___ PASSAGE PROVIDED

Unauthenticated audio, slow mode. Conservative retries, low concurrency, cache artifacts by video ID.
Client variants. Target web_safari, android_vr, and web_embedded; do not blast player_client=all.
PO-token provider experiment. Try bgutil-ytdlp-pot-provider with mweb. PO tokens may help but are not magic.
Cookies / browser-auth. Add --cookies and --cookies-from-browser; prefer dedicated/throwaway account and rate limits.
Clean egress / local worker. The durable answer for bot-gated cloud IPs is a trusted desktop/home worker with normal browser state.
Local transcription. If captions fail but audio succeeds, transcribe with faster-whisper or whisper.cpp and keep external-video attribution.

ASR fallbacks

faster-whisper is already aligned with your Python stack and installed for audio-memory. whisper.cpp is a good native/binary fallback for a low-dependency worker.

Current fit: keep faster-whisper as the local default; add whisper.cpp only if you want a standalone binary relay worker.

Concrete commands to add/test

Subtitle-only yt-dlp layer

yt-dlp \
  --skip-download \
  --write-subs --write-auto-subs \
  --sub-langs "en.*,en" \
  --sub-format "vtt/json3/best" \
  -o "$CACHE/%(id)s/%(id)s.%(ext)s" \
  "$URL"

Cookies args

yt-dlp --cookies /secure/youtube.cookies.txt --skip-download --write-auto-subs "$URL"
yt-dlp --cookies-from-browser chrome -x --audio-format wav "$URL"

PO token provider experiment

python3 -m pip install -U bgutil-ytdlp-pot-provider

docker run --name bgutil-provider -d --restart unless-stopped --init \
  -p 127.0.0.1:4416:4416 brainicism/bgutil-ytdlp-pot-provider

yt-dlp \
  --extractor-args "youtube:player_client=mweb;fetch_pot=auto;youtubepot-bgutilhttp:base_url=http://127.0.0.1:4416" \
  -f "ba/b" -x --audio-format wav \
  --postprocessor-args "ffmpeg:-ac 1 -ar 16000" \
  -o "$CACHE/%(id)s.%(ext)s" "$URL"

______
___ INFORMATION SHOWN

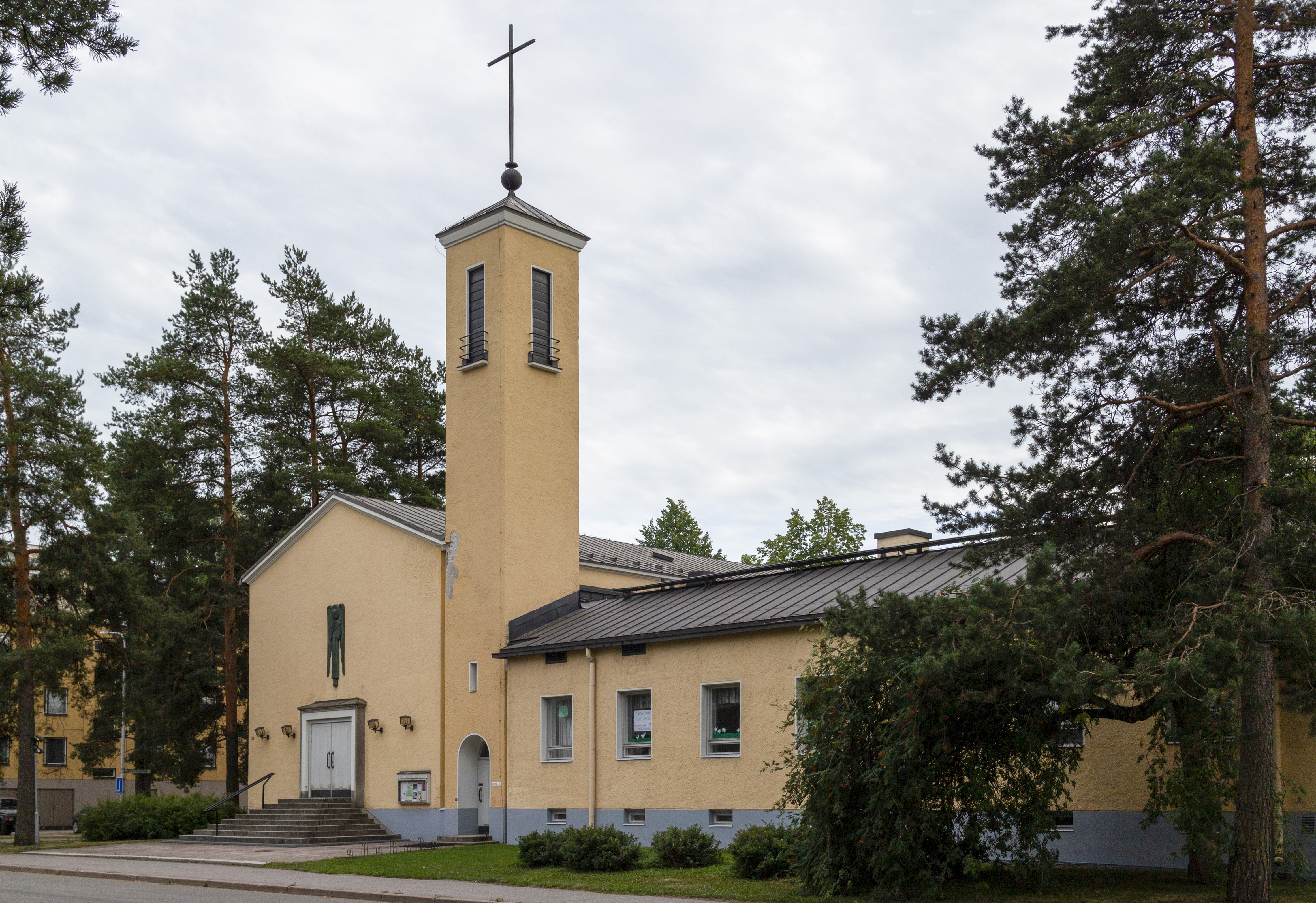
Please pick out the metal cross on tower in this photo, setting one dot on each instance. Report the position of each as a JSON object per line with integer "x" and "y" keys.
{"x": 511, "y": 178}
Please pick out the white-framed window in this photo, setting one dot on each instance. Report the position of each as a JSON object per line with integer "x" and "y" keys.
{"x": 57, "y": 701}
{"x": 722, "y": 722}
{"x": 557, "y": 730}
{"x": 54, "y": 751}
{"x": 635, "y": 725}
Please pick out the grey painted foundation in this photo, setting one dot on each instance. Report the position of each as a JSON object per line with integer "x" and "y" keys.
{"x": 1098, "y": 838}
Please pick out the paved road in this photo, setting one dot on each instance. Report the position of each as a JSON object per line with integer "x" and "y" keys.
{"x": 16, "y": 888}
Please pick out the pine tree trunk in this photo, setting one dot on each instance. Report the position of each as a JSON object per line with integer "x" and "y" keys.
{"x": 24, "y": 832}
{"x": 1255, "y": 827}
{"x": 1255, "y": 840}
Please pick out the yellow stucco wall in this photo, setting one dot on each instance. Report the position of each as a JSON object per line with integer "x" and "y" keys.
{"x": 677, "y": 777}
{"x": 390, "y": 584}
{"x": 512, "y": 472}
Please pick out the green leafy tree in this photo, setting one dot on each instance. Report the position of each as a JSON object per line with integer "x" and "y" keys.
{"x": 183, "y": 456}
{"x": 44, "y": 36}
{"x": 914, "y": 763}
{"x": 49, "y": 460}
{"x": 830, "y": 531}
{"x": 676, "y": 530}
{"x": 1159, "y": 286}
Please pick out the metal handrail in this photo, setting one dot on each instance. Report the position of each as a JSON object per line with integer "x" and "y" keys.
{"x": 478, "y": 348}
{"x": 544, "y": 351}
{"x": 237, "y": 793}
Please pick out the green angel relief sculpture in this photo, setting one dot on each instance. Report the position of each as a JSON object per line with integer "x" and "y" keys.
{"x": 337, "y": 661}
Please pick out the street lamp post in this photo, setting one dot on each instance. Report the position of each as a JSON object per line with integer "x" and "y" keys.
{"x": 36, "y": 796}
{"x": 123, "y": 705}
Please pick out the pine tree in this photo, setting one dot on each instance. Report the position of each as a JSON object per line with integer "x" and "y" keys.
{"x": 830, "y": 531}
{"x": 190, "y": 436}
{"x": 49, "y": 459}
{"x": 1159, "y": 286}
{"x": 344, "y": 403}
{"x": 676, "y": 530}
{"x": 45, "y": 36}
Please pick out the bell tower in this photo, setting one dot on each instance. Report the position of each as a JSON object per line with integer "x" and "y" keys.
{"x": 514, "y": 468}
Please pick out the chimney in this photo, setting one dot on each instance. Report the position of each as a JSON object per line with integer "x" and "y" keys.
{"x": 902, "y": 537}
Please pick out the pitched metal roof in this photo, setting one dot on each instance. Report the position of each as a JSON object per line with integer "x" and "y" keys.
{"x": 612, "y": 555}
{"x": 752, "y": 602}
{"x": 427, "y": 520}
{"x": 512, "y": 211}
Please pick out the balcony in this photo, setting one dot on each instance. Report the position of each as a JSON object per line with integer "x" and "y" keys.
{"x": 544, "y": 353}
{"x": 474, "y": 351}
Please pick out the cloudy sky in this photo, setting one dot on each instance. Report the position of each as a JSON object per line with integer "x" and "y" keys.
{"x": 776, "y": 194}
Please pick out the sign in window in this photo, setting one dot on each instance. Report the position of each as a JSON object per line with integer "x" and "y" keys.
{"x": 557, "y": 730}
{"x": 637, "y": 725}
{"x": 722, "y": 719}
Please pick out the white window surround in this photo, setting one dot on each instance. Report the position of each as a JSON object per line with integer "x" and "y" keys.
{"x": 706, "y": 718}
{"x": 57, "y": 701}
{"x": 544, "y": 727}
{"x": 48, "y": 752}
{"x": 305, "y": 740}
{"x": 624, "y": 727}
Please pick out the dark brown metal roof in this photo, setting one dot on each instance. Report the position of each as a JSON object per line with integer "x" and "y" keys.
{"x": 752, "y": 602}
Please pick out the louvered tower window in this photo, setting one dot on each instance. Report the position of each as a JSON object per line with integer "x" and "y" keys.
{"x": 474, "y": 348}
{"x": 544, "y": 347}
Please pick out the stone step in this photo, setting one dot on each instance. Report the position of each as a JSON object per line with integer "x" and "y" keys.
{"x": 289, "y": 842}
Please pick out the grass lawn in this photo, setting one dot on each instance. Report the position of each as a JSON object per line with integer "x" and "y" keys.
{"x": 497, "y": 864}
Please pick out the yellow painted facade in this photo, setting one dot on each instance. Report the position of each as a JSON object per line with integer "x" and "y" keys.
{"x": 423, "y": 611}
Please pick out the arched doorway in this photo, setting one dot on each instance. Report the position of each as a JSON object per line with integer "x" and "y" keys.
{"x": 473, "y": 786}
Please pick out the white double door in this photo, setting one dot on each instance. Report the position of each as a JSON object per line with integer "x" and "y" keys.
{"x": 331, "y": 757}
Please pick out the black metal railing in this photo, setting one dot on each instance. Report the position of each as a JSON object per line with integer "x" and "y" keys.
{"x": 237, "y": 793}
{"x": 474, "y": 348}
{"x": 544, "y": 351}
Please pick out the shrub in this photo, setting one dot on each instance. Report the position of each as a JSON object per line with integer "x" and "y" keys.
{"x": 539, "y": 849}
{"x": 686, "y": 848}
{"x": 601, "y": 848}
{"x": 762, "y": 851}
{"x": 151, "y": 818}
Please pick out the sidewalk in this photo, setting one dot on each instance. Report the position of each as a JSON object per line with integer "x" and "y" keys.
{"x": 272, "y": 881}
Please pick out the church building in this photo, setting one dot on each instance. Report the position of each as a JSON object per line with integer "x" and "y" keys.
{"x": 490, "y": 671}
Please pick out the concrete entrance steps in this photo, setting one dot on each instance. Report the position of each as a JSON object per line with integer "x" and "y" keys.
{"x": 298, "y": 823}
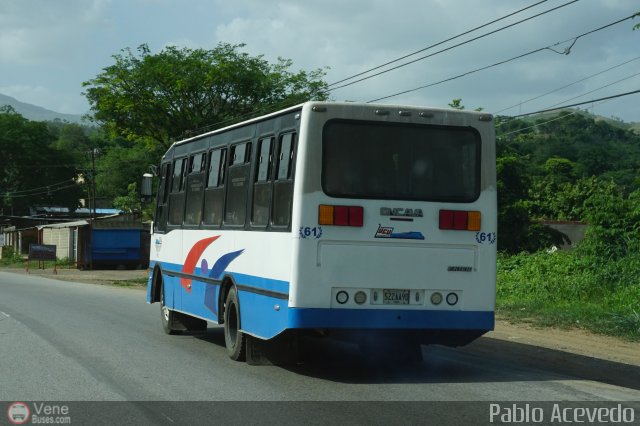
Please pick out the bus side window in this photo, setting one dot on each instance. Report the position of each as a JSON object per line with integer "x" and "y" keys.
{"x": 160, "y": 222}
{"x": 214, "y": 192}
{"x": 194, "y": 190}
{"x": 176, "y": 198}
{"x": 262, "y": 187}
{"x": 283, "y": 185}
{"x": 239, "y": 171}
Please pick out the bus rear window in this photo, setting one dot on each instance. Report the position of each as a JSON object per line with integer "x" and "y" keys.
{"x": 400, "y": 161}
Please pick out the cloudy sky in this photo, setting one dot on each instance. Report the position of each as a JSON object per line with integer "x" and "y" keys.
{"x": 48, "y": 48}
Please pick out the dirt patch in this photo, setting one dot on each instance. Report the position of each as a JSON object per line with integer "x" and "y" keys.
{"x": 574, "y": 341}
{"x": 132, "y": 278}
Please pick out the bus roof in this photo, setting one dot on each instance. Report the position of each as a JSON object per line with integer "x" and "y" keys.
{"x": 481, "y": 115}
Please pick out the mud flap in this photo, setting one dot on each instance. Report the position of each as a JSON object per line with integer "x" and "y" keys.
{"x": 281, "y": 350}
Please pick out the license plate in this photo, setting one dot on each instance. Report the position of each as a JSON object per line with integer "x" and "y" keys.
{"x": 395, "y": 297}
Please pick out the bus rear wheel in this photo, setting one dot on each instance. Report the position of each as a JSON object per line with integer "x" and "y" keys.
{"x": 234, "y": 339}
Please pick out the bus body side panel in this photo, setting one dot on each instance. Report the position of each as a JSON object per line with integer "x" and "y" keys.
{"x": 258, "y": 263}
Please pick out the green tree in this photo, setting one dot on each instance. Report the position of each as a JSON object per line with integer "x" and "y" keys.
{"x": 516, "y": 231}
{"x": 33, "y": 172}
{"x": 162, "y": 96}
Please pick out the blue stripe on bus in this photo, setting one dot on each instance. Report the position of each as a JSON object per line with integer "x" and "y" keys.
{"x": 390, "y": 319}
{"x": 265, "y": 316}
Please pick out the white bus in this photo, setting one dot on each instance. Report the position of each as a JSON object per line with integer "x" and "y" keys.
{"x": 375, "y": 220}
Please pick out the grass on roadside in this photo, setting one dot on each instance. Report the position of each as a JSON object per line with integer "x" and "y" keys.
{"x": 569, "y": 289}
{"x": 134, "y": 282}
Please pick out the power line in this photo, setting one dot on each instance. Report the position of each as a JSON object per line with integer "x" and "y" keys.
{"x": 38, "y": 193}
{"x": 574, "y": 39}
{"x": 576, "y": 104}
{"x": 453, "y": 47}
{"x": 595, "y": 90}
{"x": 435, "y": 44}
{"x": 567, "y": 85}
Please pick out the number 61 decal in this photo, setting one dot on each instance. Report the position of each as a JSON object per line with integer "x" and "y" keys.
{"x": 486, "y": 237}
{"x": 308, "y": 232}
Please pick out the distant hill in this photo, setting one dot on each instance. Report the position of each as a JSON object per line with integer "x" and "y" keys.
{"x": 36, "y": 113}
{"x": 635, "y": 126}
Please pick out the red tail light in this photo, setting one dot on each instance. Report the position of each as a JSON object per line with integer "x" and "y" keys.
{"x": 340, "y": 215}
{"x": 459, "y": 220}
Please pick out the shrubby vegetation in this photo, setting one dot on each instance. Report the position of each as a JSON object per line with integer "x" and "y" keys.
{"x": 580, "y": 170}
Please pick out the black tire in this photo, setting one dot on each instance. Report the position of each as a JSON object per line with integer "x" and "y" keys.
{"x": 167, "y": 316}
{"x": 234, "y": 339}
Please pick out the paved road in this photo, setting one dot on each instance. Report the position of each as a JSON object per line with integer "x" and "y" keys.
{"x": 79, "y": 342}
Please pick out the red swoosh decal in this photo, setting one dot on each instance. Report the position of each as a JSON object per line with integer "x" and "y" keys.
{"x": 192, "y": 259}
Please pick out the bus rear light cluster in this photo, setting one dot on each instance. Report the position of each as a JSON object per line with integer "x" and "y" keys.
{"x": 460, "y": 220}
{"x": 340, "y": 215}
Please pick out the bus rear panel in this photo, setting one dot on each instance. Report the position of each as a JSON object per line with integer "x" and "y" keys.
{"x": 397, "y": 222}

______

### WHAT TO WORK ON
[1] How would you restate the paragraph of the yt-dlp notes that begins "faster-whisper is already aligned" as a short list that keeps its main facts?
[2] Extend the yt-dlp notes past their final command.
These lines have nothing to do with the yt-dlp notes.

### ANSWERS BY ITEM NUMBER
[1]
- faster-whisper: already fits the Python stack and is already installed for audio-memory.
- whisper.cpp: a good native/binary fallback for a low-dependency worker.

[2]
What to patch in /root/youtube-memory

  • core.py: add download_subtitles_with_ytdlp(), VTT/JSON3 parsing, auth arg builder, blocked/error artifact writer, and failure classifier.
  • cli.py: add --cookies, --cookies-from-browser, --auth-profile, --prefer-subtitles, --no-audio, --keep-audio.
  • tests: cover fallback order: captions → yt-dlp subtitles → audio → blocked artifact.
  • manifest: store strategy attempted, stderr class, next recovery path, artifact paths, transcript hash.
  • GBrain: keep raw evidence under sources/youtube/... and candidate layer under inbox/youtube-candidates/...; never promote external video speech as Connor’s belief.

Local gap verified

/root/youtube-memory/src/youtube_memory/core.py currently jumps from youtube-transcript-api captions directly to audio download + faster-whisper. It does not yet have the subtitle-only yt-dlp layer or cookie CLI args.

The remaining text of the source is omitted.